• **Written request**: Copy out, word for word, the part of the records that begins with the line containing "A note for the class: find the train window" and ends with the line containing "<point>460,280</point>", including both of those lines and nothing outside them.

* * * *

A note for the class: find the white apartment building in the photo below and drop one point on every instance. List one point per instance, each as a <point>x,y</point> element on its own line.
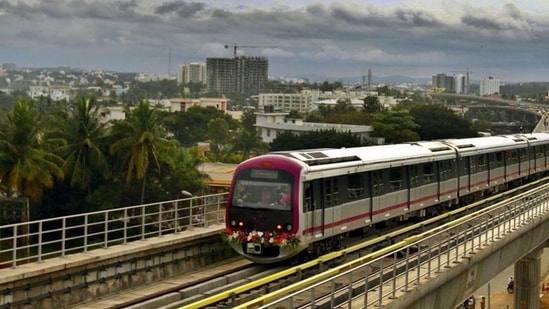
<point>269,125</point>
<point>309,100</point>
<point>55,93</point>
<point>358,103</point>
<point>191,72</point>
<point>302,102</point>
<point>183,104</point>
<point>489,86</point>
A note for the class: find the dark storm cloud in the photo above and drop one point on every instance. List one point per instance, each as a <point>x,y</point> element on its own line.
<point>417,18</point>
<point>510,19</point>
<point>62,9</point>
<point>335,36</point>
<point>181,8</point>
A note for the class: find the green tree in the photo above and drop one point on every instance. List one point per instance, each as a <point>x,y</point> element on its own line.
<point>27,163</point>
<point>372,105</point>
<point>396,126</point>
<point>248,119</point>
<point>140,140</point>
<point>438,122</point>
<point>83,131</point>
<point>248,143</point>
<point>191,126</point>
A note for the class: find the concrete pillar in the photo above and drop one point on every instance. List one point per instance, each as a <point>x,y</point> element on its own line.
<point>527,279</point>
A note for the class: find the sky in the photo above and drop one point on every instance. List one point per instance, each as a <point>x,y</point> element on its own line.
<point>318,39</point>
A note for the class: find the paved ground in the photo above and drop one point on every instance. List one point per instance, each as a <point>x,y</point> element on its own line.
<point>500,299</point>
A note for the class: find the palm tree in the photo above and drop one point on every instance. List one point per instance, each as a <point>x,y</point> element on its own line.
<point>27,164</point>
<point>140,140</point>
<point>83,131</point>
<point>249,143</point>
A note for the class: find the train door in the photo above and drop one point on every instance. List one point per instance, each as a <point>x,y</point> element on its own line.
<point>314,208</point>
<point>331,200</point>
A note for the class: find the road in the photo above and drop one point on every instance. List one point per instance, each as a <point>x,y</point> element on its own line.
<point>500,299</point>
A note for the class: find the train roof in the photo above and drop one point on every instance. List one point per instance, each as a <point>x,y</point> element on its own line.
<point>422,151</point>
<point>478,144</point>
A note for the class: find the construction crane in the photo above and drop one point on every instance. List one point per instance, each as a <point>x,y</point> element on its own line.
<point>235,47</point>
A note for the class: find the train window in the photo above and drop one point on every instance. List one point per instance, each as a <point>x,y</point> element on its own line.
<point>396,178</point>
<point>331,192</point>
<point>464,165</point>
<point>428,173</point>
<point>355,187</point>
<point>495,159</point>
<point>511,157</point>
<point>377,183</point>
<point>307,197</point>
<point>262,194</point>
<point>414,176</point>
<point>479,163</point>
<point>538,151</point>
<point>498,160</point>
<point>443,170</point>
<point>523,154</point>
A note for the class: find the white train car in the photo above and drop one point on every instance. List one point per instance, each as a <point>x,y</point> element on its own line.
<point>287,203</point>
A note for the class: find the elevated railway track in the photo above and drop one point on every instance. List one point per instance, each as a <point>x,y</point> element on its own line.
<point>387,256</point>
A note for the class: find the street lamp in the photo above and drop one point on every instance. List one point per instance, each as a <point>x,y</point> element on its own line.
<point>186,193</point>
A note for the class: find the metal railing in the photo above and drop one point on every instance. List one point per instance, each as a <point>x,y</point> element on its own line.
<point>377,277</point>
<point>36,241</point>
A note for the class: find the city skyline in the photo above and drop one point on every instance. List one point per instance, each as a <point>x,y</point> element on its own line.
<point>313,38</point>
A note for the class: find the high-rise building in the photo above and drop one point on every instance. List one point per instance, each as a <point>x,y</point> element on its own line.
<point>247,75</point>
<point>489,86</point>
<point>456,83</point>
<point>191,72</point>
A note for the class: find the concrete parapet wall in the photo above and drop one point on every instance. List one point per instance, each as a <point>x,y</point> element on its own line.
<point>70,280</point>
<point>460,280</point>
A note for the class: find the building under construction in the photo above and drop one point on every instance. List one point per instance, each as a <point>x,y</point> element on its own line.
<point>246,75</point>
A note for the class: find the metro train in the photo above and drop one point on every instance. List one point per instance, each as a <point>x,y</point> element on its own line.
<point>304,202</point>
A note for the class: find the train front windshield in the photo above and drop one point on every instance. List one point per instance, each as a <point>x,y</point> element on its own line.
<point>263,189</point>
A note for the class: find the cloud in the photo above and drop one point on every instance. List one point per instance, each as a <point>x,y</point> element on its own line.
<point>181,8</point>
<point>308,34</point>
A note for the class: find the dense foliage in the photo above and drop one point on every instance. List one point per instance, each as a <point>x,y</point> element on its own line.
<point>66,160</point>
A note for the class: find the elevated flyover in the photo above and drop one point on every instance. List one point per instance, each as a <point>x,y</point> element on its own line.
<point>505,116</point>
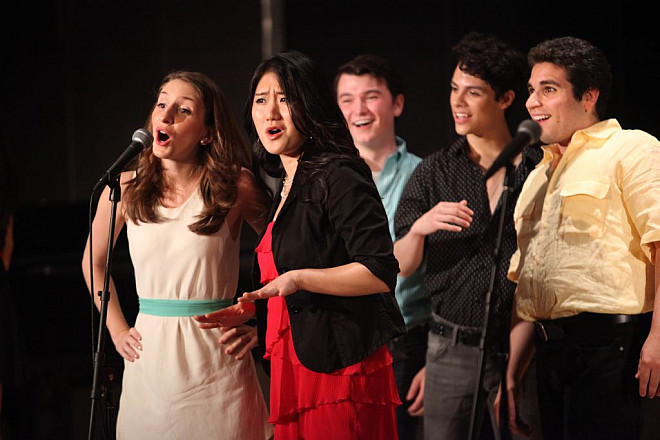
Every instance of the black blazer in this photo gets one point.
(325, 224)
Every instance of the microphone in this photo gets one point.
(141, 139)
(528, 133)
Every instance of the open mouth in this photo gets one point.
(162, 137)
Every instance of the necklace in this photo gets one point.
(286, 185)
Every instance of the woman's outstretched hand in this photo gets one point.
(227, 317)
(284, 285)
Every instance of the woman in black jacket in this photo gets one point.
(325, 263)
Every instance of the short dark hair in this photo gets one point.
(314, 112)
(498, 63)
(376, 66)
(586, 66)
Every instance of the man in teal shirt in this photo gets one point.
(370, 95)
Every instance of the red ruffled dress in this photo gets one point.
(354, 402)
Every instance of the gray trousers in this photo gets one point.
(451, 374)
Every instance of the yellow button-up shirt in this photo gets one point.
(585, 222)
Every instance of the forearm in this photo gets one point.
(655, 323)
(115, 321)
(521, 349)
(409, 251)
(353, 279)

* * * *

• **Correct output**:
A note for the class: find the train window in the photo above and drop one point on every instance. List one point per instance, each as a <point>x,y</point> element on its own line.
<point>396,178</point>
<point>331,192</point>
<point>464,165</point>
<point>428,173</point>
<point>355,187</point>
<point>495,159</point>
<point>511,157</point>
<point>377,183</point>
<point>307,197</point>
<point>262,194</point>
<point>414,176</point>
<point>479,163</point>
<point>538,151</point>
<point>498,160</point>
<point>443,170</point>
<point>523,154</point>
A note for the class: find the white train car in the photo above and drop one point on every instance. List one point per instance, each as a <point>x,y</point> element on its own line.
<point>287,203</point>
A note for the class: find the elevated railway track in the photo above and drop one point on every instance. List one point per instance, each as a <point>x,y</point> element on its own line.
<point>387,256</point>
A note for the class: find the street lamp in the photo above and drop one point on every instance. List one point per instance, each as a <point>x,y</point> element on its own line.
<point>186,193</point>
A note for the class: find the metal railing in the photo above and drop one point on every instance. List one point per instance, each as a <point>x,y</point> element on its own line.
<point>377,277</point>
<point>36,241</point>
A note for the class: find the city skyline in the photo above and drop one point on every instance. List one point per instance, each as a <point>x,y</point> element on its own line.
<point>313,38</point>
A note for the class: find the high-rise building in the photo above and drop one point on every instance. List one point per instance, each as a <point>x,y</point> element on its own line.
<point>247,75</point>
<point>489,86</point>
<point>456,83</point>
<point>191,72</point>
A note for the class: find the concrete parapet wall in the photo above and drop one point on every instance. List one point per instance, each as a <point>x,y</point> element on its own line.
<point>70,280</point>
<point>460,280</point>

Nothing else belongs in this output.